**Aim of the task**
Copy out the entries below verbatim, starting at the line containing "Pick out each instance of the parking" and continuing through the final line of the entries, both included.

**Entries supplied**
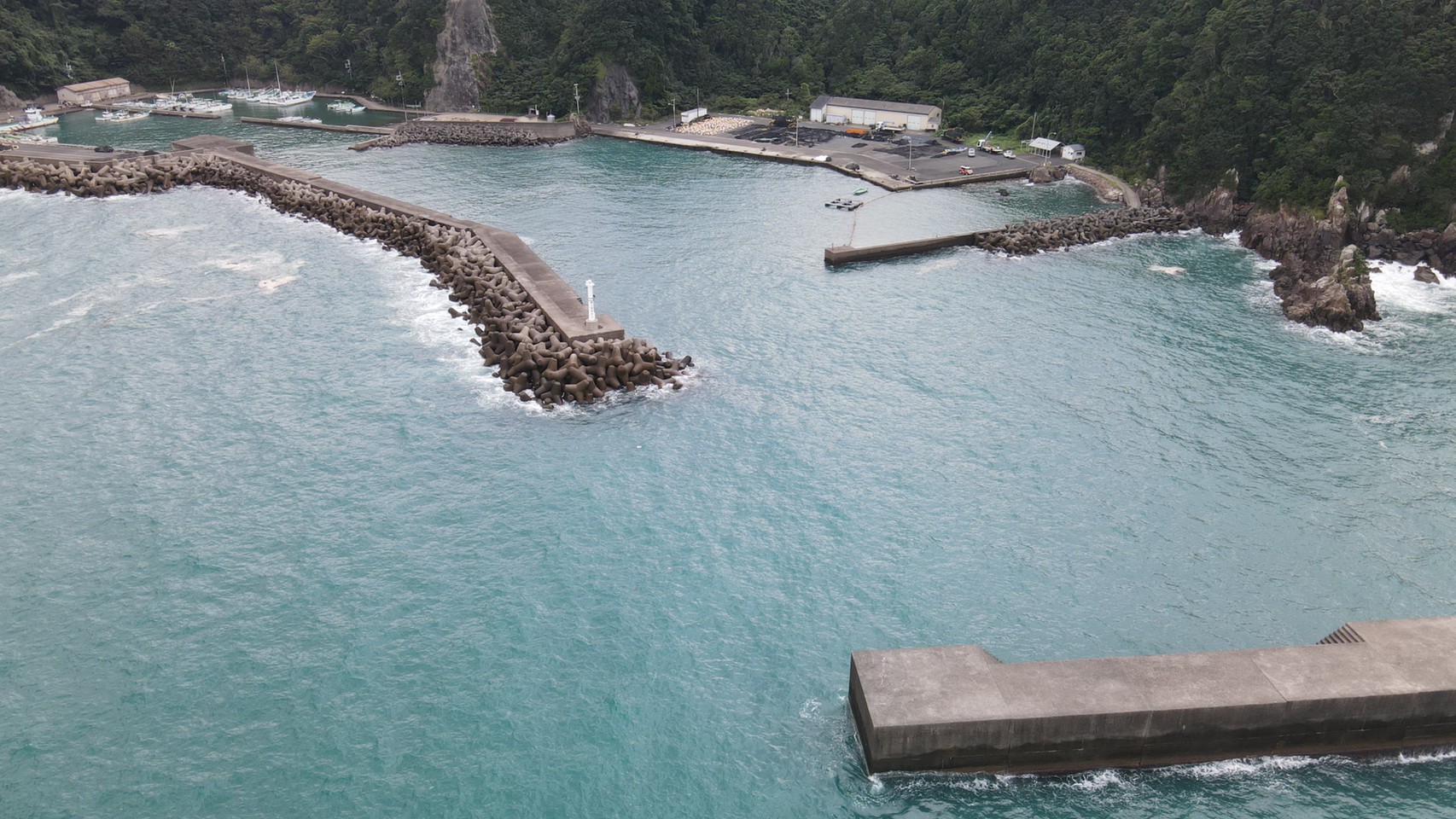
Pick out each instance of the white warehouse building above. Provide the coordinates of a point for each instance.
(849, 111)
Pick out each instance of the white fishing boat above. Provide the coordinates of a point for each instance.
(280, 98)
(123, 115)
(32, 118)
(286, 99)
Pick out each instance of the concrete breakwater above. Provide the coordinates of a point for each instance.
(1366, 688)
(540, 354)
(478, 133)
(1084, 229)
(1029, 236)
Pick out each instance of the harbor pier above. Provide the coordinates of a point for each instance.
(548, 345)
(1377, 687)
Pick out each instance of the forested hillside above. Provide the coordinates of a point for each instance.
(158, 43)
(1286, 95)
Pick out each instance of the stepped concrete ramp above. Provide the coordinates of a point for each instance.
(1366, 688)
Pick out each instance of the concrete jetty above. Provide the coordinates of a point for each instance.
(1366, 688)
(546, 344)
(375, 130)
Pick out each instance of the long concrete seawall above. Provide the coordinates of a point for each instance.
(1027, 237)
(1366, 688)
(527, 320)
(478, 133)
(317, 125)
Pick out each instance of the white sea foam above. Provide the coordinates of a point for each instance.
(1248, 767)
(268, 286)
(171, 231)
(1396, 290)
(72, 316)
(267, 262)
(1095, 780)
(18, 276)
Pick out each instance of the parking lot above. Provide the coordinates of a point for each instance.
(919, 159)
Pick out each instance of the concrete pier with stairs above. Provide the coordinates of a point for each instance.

**Answer to the problem**
Pick out each instance of the parking lot above. Provide the coordinates of a point for each instance.
(919, 159)
Pick out each instance of the concrete pier with stairs above. Provide the coordinates of a point for each instance.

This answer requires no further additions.